* EXERCISE GOAL
Reproduce every record exactly.

(Data items)
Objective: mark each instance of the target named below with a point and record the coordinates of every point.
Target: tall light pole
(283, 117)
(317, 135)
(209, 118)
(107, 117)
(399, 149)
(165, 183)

* TASK ANSWER
Objective: mark each instance of the target named below with a point and record the coordinates of every point.
Target: tall light pole
(283, 117)
(317, 135)
(209, 118)
(107, 117)
(399, 149)
(165, 183)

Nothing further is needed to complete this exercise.